(Input records)
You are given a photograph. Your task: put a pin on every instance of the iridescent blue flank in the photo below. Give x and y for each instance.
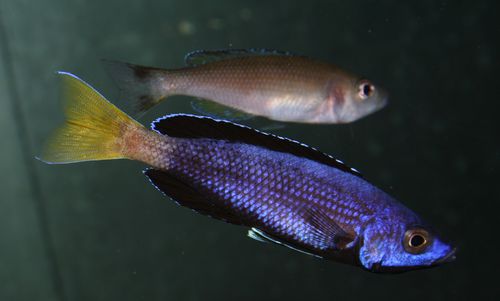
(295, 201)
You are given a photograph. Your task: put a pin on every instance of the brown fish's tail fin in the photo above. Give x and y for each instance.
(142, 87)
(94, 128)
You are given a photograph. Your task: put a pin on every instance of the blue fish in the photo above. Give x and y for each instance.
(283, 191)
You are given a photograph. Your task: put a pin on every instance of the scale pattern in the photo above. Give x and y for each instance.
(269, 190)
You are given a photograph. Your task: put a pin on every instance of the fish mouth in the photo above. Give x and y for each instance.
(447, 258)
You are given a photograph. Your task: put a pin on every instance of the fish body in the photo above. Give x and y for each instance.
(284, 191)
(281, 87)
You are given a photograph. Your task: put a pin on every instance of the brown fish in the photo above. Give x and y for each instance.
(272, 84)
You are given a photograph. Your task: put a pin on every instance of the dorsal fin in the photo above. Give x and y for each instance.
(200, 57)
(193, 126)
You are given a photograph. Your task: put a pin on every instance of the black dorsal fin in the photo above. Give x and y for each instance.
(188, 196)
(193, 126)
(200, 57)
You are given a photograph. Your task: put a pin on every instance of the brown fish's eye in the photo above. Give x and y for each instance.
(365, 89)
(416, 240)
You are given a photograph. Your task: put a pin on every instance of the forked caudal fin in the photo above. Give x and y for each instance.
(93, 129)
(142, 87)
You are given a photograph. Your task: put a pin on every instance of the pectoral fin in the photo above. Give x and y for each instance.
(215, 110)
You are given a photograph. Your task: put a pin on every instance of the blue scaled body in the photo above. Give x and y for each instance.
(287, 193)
---
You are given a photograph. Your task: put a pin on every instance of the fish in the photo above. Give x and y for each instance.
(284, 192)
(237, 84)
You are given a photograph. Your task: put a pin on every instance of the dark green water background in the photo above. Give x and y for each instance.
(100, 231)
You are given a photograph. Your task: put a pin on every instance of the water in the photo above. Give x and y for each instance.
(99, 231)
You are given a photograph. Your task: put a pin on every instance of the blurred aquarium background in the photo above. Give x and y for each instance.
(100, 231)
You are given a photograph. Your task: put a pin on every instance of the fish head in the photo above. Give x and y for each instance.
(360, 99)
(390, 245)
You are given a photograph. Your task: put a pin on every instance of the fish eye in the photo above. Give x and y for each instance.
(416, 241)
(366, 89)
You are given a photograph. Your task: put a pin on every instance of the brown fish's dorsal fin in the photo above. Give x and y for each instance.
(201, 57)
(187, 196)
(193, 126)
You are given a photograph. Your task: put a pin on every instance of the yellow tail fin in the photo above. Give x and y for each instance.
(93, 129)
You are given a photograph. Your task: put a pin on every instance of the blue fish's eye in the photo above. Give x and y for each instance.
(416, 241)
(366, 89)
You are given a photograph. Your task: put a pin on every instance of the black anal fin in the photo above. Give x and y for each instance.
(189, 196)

(Task details) Which lines of the listing above contain the string "black"? Copy each of them in full, with case counting.

(Exercise result)
You are given a photograph. Your task: put a pin on every instance of the black dorsal fin in the photo above. Give x and y for each instance.
You are given a photograph. Your task: put a pin on every instance of the black anal fin in the photo above. Give x and y for each instance.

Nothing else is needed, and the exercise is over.